Collection entries
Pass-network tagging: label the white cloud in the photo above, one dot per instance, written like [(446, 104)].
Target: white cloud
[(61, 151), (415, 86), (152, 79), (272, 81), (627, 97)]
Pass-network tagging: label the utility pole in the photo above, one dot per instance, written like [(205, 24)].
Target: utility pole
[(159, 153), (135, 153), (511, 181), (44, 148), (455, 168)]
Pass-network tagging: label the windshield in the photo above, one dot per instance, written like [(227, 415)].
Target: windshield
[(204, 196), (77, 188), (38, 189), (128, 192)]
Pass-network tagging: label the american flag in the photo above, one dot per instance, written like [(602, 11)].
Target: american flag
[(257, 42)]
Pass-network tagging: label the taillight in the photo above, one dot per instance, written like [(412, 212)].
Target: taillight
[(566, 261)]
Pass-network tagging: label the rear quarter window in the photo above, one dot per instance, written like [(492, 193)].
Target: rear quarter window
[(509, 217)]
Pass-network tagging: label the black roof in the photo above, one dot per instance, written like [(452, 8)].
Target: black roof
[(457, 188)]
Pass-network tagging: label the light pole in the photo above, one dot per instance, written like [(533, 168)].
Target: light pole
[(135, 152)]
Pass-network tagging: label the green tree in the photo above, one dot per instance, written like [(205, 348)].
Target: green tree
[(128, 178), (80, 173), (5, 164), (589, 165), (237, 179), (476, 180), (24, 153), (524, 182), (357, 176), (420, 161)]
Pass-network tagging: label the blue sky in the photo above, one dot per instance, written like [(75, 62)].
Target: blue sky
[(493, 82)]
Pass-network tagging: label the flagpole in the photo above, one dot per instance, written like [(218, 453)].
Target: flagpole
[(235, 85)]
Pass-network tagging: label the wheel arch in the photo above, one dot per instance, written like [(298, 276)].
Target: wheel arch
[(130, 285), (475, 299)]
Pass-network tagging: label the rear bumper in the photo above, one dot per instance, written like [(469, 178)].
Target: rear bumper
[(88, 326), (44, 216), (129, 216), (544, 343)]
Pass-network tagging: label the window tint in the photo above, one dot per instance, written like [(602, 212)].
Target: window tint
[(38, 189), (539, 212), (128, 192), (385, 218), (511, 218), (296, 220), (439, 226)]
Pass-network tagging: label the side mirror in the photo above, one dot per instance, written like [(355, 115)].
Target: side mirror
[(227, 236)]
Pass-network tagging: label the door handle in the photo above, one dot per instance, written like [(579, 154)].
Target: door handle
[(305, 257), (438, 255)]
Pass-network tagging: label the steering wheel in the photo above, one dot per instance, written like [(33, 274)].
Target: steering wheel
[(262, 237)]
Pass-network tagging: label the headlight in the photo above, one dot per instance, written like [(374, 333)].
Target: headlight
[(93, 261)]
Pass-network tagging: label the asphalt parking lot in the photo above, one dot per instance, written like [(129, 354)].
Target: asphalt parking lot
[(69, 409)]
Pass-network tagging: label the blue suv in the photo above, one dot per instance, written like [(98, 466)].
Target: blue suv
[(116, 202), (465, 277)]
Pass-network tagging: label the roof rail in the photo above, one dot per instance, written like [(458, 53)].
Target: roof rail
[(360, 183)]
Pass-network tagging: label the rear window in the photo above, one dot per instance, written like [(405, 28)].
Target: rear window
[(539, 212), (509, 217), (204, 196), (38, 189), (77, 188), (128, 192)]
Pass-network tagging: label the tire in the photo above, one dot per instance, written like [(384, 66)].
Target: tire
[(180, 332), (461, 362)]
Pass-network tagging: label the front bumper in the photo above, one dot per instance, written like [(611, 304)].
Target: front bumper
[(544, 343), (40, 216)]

__Problem to solve__:
Can you reproduce the entries above with "Pass-network tagging" switched to "Point annotation" and nothing else changed?

__Answer for this exercise__:
Point annotation: label the white cloud in the photo above, one dot per instance, written like [(446, 104)].
Target: white cloud
[(61, 151), (415, 86), (152, 79), (272, 81), (627, 97)]
Point annotation: label the utility pole in the photo above, one dot per instance, written like [(205, 24)].
Target: utility pole
[(159, 153), (135, 153), (511, 181), (44, 148), (455, 168)]
Point annotation: label the windshield in the photo above, one dot per instance, written like [(227, 415)].
Target: windshield
[(204, 196), (77, 188), (38, 189), (128, 192)]
Point annotation: label the american flag in the photo above, one dot per instance, written like [(602, 11)].
Target: american flag
[(257, 42)]
Point annotation: label the taillight in the photo above, one dot per instance, written like [(412, 212)].
Target: taillight
[(566, 261)]
Point annotation: label the rear quarter window in the photo above, one dot per instance, written like [(492, 193)].
Target: rear quarter window
[(509, 217)]
Point annotation: label the black roof in the photo above, one dot per instance, written like [(452, 8)].
Target: black roof
[(457, 188)]
Point annotation: label the light pole in the photo above, one dot per instance, written like [(533, 168)].
Target: light pole
[(135, 152)]
Point annotation: label the green tree in the photo above, one dot per instance, written like [(205, 348)].
Target: green tree
[(128, 178), (80, 173), (5, 164), (589, 165), (237, 179), (476, 180), (24, 153), (524, 182), (357, 176), (420, 161)]
Point annotation: label the blue sky in the photo above, one dot per instance, written like [(75, 62)].
Target: blue sky
[(493, 82)]
Point annotation: label the flagpole in the photo above, one dot per instance, written like [(218, 453)].
Target: flagpole
[(235, 85)]
Point annotation: label the wheel arch in the photo above, one dot per instance, written like [(298, 276)].
Target: wheel arch
[(130, 285), (475, 299)]
Point annotation: label the rear bumper in the photo above, one dot per instance, written like [(469, 178)].
Target: rear bumper
[(88, 326), (44, 216), (129, 216), (544, 343)]
Point annotation: label the window tint in the photo above, one dot per instance, written like [(602, 212)].
Target: window tint
[(38, 189), (539, 212), (128, 192), (385, 218), (511, 218), (296, 220), (439, 226)]
Point annotation: label the side mirror in the photo above, one dot per instance, written like [(355, 115)].
Target: side mirror
[(227, 236)]
Point annotation: label the door handle in the photo above, one dot per instance, written like [(579, 154)].
Target: door handle
[(305, 257), (438, 255)]
Point annotation: label the steering wheel in the photo above, one dot per instance, written like [(33, 274)].
Target: steering wheel
[(262, 237)]
Point annotation: label the headlight in the photo above, one dot per instance, written like [(374, 333)].
Target: headlight
[(93, 261)]
Point annotation: label the asphalt parking lot in the photo above, one dot per instance, written like [(129, 354)].
Target: asphalt parking lot
[(69, 409)]
Point annotation: label the blue suv in the photo above, one dot per instance, written like [(98, 466)].
Target: blue suv
[(116, 202), (465, 277)]
Point annotation: label the roof rail in the photo above, one dot per instance, written like [(458, 53)].
Target: roof rail
[(360, 183)]
Point annotation: label the rear window in the photo above, one dot per instance, written like [(405, 28)].
Target: rear window
[(539, 212), (509, 217), (204, 196), (38, 189), (77, 188), (128, 192)]
Point annotation: label the tire in the photo above, one dot per instance, written like [(384, 66)].
Target: tire
[(180, 332), (461, 362)]
Point annotation: label the front bumper in the photo above, one dot per instance, written like [(611, 304)].
Target: front bumper
[(544, 343), (40, 216)]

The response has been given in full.